■ DATA TO PROCESS ■
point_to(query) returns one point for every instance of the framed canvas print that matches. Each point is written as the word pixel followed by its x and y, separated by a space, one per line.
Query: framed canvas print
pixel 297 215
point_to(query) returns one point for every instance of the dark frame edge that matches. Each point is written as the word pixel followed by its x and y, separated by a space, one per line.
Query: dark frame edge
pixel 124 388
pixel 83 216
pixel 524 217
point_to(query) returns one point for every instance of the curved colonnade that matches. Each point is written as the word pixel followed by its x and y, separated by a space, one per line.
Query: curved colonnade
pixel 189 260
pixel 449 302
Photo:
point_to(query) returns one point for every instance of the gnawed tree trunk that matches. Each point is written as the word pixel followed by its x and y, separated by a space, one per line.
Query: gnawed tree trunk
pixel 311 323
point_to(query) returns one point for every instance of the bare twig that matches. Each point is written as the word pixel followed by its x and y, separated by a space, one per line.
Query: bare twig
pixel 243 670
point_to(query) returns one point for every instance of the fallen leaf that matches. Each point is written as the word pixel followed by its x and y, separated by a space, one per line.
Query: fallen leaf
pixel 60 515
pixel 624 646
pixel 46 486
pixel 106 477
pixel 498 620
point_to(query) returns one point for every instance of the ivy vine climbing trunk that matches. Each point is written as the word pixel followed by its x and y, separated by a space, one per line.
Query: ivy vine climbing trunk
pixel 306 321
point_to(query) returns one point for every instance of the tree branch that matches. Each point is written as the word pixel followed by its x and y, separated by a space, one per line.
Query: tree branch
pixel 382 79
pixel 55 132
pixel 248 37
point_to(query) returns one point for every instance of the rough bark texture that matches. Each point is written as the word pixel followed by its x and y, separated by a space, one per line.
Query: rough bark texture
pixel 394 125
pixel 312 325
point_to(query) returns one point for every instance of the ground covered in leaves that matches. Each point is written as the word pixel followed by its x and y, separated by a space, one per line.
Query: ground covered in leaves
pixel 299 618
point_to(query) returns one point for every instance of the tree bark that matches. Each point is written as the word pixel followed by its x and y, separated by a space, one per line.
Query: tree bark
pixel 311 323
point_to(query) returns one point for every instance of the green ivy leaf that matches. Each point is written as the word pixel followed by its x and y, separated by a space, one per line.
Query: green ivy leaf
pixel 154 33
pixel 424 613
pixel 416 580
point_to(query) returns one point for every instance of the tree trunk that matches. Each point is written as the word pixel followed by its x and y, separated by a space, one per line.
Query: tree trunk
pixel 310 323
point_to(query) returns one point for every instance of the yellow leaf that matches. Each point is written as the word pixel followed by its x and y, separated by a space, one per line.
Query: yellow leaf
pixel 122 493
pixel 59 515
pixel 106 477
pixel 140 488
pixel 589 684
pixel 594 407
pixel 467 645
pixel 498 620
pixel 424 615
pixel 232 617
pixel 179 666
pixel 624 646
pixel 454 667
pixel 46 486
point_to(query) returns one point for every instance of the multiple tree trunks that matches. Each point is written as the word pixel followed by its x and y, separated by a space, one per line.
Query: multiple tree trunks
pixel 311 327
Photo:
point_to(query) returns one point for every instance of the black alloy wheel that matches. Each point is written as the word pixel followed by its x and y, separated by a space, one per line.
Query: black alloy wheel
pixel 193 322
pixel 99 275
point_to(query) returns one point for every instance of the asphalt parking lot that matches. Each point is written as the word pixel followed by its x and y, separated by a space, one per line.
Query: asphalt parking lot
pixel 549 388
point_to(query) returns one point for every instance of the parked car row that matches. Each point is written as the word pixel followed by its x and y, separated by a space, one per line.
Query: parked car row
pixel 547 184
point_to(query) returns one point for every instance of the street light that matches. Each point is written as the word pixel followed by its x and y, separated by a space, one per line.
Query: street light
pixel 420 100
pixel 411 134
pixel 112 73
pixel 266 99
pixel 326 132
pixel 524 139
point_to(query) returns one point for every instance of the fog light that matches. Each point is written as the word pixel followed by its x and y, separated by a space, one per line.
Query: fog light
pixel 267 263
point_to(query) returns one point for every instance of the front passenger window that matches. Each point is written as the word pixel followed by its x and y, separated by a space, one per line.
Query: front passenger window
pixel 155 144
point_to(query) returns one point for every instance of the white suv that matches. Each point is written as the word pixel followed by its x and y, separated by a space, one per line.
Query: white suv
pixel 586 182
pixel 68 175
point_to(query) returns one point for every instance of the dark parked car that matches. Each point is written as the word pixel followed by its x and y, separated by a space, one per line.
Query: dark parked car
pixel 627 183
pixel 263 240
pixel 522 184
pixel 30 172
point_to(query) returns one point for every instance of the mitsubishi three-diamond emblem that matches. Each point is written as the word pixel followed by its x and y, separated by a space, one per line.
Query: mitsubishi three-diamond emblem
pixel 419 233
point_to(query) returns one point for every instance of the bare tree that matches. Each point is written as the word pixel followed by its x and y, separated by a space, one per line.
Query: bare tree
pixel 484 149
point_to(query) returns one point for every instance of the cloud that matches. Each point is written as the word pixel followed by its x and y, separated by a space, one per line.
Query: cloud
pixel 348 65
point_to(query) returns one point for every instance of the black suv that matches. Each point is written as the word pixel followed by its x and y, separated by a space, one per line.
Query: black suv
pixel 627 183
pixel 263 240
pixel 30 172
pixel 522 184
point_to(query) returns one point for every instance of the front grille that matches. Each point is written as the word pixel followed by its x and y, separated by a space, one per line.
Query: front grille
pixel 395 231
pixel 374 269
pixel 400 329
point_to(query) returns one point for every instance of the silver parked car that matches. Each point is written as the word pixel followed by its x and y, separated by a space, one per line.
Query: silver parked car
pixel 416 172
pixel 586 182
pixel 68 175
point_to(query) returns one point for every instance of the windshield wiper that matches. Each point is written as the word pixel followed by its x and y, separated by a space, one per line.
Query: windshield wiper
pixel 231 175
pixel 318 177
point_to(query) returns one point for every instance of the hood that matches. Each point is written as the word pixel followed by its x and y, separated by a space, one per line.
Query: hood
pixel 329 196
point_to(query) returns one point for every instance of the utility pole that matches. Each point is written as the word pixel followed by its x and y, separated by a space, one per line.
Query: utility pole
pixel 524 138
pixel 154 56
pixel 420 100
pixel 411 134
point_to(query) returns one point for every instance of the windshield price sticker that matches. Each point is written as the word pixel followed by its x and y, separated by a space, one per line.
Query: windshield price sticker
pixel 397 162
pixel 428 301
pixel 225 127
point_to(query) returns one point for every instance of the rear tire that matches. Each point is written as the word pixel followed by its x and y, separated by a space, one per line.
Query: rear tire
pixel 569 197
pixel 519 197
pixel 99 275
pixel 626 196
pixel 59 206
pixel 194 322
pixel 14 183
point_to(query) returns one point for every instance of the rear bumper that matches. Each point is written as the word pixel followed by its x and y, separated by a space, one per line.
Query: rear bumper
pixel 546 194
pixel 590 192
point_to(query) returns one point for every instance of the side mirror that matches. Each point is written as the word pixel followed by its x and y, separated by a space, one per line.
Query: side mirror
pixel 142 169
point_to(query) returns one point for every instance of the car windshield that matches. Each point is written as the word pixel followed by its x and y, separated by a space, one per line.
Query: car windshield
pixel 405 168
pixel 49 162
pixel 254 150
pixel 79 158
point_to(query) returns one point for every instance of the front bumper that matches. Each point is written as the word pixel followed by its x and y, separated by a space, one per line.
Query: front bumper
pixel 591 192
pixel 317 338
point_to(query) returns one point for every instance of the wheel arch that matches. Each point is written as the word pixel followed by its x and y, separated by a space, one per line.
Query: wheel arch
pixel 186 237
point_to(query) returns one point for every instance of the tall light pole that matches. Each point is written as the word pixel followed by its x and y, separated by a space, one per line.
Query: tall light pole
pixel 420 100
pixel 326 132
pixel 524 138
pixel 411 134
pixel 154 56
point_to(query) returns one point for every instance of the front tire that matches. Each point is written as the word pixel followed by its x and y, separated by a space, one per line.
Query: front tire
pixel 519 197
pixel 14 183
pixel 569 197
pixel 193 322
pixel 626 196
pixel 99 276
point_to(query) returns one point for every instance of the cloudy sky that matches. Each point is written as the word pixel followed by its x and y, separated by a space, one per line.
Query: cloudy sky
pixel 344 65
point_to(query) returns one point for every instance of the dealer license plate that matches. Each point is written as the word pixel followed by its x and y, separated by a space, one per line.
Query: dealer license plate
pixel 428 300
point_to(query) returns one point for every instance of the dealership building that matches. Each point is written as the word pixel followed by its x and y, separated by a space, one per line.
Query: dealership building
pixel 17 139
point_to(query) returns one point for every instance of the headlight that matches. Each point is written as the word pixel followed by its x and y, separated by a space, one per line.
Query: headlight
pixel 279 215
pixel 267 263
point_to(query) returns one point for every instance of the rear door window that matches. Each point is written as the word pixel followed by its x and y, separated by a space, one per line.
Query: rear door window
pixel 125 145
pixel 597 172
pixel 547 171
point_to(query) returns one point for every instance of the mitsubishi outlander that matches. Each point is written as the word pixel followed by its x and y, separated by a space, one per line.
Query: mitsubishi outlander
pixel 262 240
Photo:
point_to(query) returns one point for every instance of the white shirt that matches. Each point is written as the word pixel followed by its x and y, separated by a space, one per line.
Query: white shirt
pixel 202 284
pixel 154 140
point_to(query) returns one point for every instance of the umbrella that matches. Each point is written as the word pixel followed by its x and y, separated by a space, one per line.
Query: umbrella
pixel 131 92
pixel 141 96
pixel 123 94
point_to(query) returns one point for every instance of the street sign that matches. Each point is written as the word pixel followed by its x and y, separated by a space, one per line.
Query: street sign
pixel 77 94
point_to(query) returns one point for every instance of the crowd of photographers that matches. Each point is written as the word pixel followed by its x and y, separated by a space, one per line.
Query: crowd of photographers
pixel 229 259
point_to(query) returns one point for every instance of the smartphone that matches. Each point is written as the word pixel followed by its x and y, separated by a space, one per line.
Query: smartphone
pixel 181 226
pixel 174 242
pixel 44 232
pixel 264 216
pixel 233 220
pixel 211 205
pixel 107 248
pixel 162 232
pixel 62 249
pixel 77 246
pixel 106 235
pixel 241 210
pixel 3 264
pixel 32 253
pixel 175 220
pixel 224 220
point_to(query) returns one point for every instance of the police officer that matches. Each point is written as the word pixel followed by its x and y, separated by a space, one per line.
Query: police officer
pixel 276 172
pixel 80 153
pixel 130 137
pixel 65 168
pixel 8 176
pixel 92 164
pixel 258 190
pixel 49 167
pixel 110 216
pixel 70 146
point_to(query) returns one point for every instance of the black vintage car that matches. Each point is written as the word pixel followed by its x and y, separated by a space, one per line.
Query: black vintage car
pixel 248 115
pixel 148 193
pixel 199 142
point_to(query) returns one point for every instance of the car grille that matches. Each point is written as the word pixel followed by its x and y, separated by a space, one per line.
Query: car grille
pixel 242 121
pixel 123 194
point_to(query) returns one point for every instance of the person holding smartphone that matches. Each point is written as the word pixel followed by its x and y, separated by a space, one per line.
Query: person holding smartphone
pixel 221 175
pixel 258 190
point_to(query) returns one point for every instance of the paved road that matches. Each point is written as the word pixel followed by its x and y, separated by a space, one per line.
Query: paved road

■ REQUIREMENT ■
Lines holding the string "road": find them in the listing above and copy each one.

■ TASK RESPONSE ■
point_to(query) returns one point for every instance of the paved road that matches. Each point is written as the word pixel followed by its x and y, separated by a space, one per line.
Query: paved road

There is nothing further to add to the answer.